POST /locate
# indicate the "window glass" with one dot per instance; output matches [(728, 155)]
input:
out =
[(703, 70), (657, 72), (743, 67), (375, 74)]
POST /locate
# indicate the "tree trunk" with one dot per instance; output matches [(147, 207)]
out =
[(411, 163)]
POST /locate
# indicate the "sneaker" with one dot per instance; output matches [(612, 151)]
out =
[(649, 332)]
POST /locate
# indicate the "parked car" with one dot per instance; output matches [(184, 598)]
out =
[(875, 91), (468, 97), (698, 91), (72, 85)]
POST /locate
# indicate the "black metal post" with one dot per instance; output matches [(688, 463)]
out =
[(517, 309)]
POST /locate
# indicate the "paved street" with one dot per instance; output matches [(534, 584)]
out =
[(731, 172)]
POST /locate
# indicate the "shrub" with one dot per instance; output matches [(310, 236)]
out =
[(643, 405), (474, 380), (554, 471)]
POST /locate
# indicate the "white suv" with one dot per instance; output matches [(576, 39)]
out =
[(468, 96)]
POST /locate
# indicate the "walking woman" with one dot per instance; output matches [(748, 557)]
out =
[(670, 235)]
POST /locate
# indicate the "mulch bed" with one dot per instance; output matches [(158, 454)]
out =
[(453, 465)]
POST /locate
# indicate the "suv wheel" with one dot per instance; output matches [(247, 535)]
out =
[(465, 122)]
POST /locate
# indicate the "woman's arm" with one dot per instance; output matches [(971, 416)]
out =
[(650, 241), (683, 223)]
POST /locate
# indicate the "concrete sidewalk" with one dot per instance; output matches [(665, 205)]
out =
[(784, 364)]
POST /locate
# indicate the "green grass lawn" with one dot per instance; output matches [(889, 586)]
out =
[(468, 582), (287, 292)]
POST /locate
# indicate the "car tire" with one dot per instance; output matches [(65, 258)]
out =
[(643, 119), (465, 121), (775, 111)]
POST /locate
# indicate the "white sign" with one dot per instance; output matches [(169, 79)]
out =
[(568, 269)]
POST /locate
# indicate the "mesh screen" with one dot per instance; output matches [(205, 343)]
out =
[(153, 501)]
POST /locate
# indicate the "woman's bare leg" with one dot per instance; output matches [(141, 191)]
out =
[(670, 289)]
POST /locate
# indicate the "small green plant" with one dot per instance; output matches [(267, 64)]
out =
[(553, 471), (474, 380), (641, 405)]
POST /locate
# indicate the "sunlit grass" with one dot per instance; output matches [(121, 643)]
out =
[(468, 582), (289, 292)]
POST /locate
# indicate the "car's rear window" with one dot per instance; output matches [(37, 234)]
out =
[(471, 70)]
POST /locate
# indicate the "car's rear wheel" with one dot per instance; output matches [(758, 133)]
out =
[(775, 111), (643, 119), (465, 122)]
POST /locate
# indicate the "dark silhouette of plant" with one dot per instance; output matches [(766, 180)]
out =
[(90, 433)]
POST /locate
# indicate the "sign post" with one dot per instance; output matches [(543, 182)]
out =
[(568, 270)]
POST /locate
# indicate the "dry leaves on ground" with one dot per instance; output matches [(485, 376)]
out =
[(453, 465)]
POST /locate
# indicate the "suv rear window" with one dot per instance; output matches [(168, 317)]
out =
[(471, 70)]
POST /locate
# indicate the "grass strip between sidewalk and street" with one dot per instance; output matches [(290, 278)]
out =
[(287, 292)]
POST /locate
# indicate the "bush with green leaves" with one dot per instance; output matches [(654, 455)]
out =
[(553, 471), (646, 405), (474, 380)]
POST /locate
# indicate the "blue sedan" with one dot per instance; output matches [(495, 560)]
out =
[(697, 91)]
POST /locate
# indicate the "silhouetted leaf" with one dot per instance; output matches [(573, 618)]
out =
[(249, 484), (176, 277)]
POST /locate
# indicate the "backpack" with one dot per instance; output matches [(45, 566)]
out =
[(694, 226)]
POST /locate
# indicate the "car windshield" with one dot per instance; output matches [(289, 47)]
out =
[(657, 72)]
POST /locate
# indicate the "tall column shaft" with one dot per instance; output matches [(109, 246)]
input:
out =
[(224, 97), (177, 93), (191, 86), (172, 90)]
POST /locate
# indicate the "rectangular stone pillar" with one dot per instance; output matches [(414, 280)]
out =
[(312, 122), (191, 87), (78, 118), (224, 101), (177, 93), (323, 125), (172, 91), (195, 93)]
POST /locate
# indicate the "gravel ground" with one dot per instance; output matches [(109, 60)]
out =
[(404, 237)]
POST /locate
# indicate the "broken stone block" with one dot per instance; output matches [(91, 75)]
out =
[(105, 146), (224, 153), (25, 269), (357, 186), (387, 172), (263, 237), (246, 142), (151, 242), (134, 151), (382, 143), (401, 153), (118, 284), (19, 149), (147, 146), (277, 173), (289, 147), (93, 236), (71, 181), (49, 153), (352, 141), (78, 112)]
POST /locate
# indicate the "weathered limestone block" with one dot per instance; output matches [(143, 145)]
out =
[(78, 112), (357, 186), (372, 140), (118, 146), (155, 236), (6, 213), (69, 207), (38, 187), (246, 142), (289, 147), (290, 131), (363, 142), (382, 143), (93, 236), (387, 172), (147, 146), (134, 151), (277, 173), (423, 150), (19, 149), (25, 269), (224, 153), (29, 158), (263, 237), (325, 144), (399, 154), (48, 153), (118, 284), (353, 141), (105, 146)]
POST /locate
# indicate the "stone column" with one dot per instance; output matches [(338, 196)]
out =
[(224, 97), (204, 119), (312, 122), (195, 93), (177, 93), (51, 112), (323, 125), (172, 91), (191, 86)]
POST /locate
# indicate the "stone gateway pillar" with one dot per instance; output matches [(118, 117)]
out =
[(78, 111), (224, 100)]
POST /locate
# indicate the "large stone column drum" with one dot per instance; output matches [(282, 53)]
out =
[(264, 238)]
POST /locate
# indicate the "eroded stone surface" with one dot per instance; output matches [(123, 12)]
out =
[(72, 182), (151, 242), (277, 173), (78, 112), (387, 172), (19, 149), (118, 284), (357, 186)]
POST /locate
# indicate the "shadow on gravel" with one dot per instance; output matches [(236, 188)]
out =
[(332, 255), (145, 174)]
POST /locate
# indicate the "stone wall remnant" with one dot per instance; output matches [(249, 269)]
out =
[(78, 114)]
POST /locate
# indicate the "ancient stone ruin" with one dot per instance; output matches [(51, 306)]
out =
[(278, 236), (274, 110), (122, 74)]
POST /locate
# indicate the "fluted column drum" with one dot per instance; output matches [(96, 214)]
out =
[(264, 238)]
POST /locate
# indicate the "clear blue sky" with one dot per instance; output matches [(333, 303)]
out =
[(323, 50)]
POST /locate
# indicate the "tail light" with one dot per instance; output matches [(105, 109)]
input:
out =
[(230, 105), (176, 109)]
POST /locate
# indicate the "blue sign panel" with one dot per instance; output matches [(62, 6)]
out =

=======

TASK ITEM: Starting at the line that has "matches [(414, 280)]" in the records above, restate word for word every line until the one that has "matches [(91, 75)]", and include that one as well.

RESULT FOR THIS EXERCISE:
# indicate the "rectangular stone pillar" with one dot per instance; output matches [(414, 280)]
out =
[(312, 122), (191, 87), (78, 118), (224, 101), (177, 93), (323, 125), (172, 91), (195, 93)]
POST /locate
# indicate the "gravel ground" with one dot per instance; output matches [(109, 60)]
out =
[(404, 237)]
POST /locate
# indicate the "broken stone block" with one dot per instance; output matches [(91, 75)]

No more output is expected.